> _Directions_
1. Set down the text on early pregnancy word for word, from "In the first weeks" up to and including "bones, and muscles.".
2. Answer these questions from the text on early pregnancy:
(a) How long after the woman's last menstrual period does conception occur?
(b) What will the inner layer, or endoderm, develop into?
(c) How long is the embryo by three weeks after fertilization?
3. List every body part or system that the text on early pregnancy says the outer layer of ectoderm will develop into.

> _Supplied text_
Published December 12, 2007 by
While your friends and family members are eagerly brainstorming baby gift ideas, your body is going to be busy making some drastic changes! Conception occurs two weeks after the women's last menstrual period. The egg and the sperm fuse to produce one cell. In the first three months, or trimester, the embryo takes shape and all the organs are formed. In the last six months, the fetus grows and matures.
In the first weeks after conception, the single cell rapidly divides into many cells. A hollow ball of cells is formed and becomes attached to the womb. Some of the cells will become the placenta; the rest will become the embryo. The latter group of cells develops into a four-layered disc. Each layer will be converted into different areas of the body. The outer layer of ectoderm, for example will develop into skin, hair, nails and the nervous system. The inner layer, or endoderm, will develop into the intestines and lungs. The middle layers will develop into the heart, bones, and muscles.
By three weeks after fertilization, or about one week after the first period is missed, the embryo already is one-tenth of an inch long and has an oval shape. In the next few weeks, it becomes more curved in shape and a head and tail are discernible. The beginning of the spinal cord and brain take shape. A tubular heart begins to form. Tiny eyes can be seen. Arms and legs begin to bud.

> _Recorded data_

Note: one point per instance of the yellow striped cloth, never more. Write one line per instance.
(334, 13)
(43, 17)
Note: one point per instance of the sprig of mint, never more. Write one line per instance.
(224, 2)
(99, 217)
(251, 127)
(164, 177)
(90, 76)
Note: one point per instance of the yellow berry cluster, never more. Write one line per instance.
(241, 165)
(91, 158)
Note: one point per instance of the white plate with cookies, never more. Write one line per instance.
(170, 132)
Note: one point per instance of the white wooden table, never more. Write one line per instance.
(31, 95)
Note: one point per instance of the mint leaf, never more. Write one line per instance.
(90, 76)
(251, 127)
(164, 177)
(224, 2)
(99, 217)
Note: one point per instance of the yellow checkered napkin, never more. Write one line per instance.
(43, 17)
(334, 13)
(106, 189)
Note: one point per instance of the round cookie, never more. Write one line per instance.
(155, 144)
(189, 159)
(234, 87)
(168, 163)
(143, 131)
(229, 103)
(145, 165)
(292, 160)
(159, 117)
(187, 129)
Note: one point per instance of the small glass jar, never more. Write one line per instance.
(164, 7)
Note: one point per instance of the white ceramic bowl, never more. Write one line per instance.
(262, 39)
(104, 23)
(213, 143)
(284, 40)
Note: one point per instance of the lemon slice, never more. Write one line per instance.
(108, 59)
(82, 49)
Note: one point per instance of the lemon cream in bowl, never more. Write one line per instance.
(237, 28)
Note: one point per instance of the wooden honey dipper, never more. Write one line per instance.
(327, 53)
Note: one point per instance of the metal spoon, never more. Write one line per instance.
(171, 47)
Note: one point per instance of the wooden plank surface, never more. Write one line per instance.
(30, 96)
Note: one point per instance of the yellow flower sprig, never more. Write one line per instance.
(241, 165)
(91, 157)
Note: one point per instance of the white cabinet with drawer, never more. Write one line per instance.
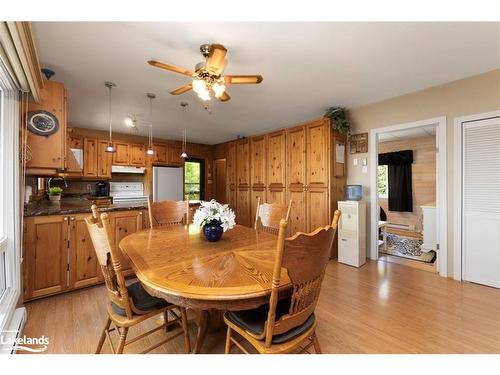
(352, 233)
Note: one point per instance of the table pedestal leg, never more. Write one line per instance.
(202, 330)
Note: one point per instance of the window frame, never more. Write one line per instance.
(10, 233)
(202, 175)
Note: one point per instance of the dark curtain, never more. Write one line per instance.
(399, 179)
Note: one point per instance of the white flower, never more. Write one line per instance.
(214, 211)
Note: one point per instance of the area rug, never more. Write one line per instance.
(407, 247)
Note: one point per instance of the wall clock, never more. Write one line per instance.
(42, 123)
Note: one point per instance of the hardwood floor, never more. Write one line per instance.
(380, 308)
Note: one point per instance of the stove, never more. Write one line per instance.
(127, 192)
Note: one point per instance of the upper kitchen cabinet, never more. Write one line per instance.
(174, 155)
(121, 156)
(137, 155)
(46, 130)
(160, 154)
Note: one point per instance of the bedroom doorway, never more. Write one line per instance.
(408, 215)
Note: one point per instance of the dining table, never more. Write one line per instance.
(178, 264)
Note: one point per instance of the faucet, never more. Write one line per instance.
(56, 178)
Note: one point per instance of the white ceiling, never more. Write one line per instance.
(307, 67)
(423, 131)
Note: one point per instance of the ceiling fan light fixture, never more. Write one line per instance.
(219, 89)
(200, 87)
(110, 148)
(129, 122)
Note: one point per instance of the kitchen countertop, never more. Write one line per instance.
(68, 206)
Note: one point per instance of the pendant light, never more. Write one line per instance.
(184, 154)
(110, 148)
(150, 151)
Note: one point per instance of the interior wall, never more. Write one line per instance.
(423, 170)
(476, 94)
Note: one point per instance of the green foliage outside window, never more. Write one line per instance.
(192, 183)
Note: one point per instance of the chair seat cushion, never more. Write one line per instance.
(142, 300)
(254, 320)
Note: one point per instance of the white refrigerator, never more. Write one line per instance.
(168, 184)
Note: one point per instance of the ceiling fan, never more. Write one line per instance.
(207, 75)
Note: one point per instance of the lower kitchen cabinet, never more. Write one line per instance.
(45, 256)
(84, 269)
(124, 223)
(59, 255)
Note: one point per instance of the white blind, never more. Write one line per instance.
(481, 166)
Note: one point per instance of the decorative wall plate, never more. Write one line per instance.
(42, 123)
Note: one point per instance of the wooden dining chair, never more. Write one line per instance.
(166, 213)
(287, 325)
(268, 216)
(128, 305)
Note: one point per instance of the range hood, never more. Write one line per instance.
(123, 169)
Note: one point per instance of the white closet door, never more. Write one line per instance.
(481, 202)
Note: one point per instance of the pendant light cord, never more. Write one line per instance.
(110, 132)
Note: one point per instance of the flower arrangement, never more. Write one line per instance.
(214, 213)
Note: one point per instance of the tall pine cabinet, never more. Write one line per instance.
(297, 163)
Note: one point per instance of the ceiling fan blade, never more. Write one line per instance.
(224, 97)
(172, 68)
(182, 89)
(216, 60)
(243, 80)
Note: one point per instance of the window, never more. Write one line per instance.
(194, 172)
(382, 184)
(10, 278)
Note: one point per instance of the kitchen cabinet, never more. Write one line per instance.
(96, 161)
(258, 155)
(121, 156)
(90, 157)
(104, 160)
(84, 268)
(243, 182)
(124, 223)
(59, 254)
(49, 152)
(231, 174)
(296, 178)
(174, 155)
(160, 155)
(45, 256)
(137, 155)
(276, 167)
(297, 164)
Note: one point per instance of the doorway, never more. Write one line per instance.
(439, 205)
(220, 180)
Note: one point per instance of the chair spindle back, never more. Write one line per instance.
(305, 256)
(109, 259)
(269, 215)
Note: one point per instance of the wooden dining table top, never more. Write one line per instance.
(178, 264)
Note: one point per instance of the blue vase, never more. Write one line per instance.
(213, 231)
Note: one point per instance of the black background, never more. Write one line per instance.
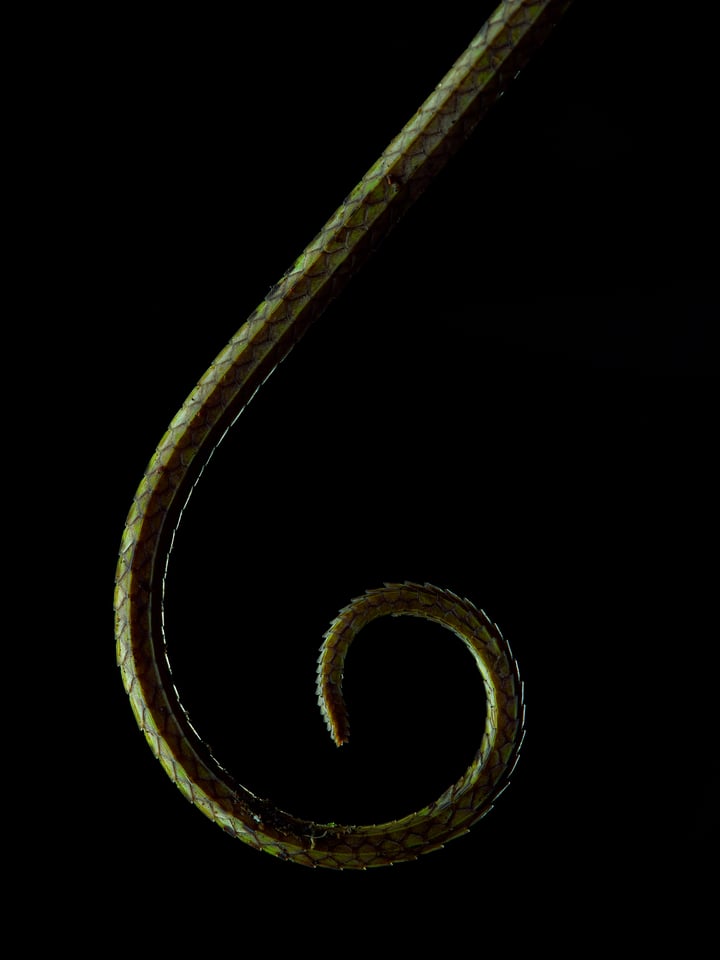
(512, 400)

> _Responses by item number_
1.
In the first weeks after conception, the single cell rapidly divides into many cells. A hollow ball of cells is formed and becomes attached to the womb. Some of the cells will become the placenta; the rest will become the embryo. The latter group of cells develops into a four-layered disc. Each layer will be converted into different areas of the body. The outer layer of ectoderm, for example will develop into skin, hair, nails and the nervous system. The inner layer, or endoderm, will develop into the intestines and lungs. The middle layers will develop into the heart, bones, and muscles.

2.
(a) Two weeks.
(b) The intestines and lungs.
(c) One-tenth of an inch.

3.
skin
hair
nails
the nervous system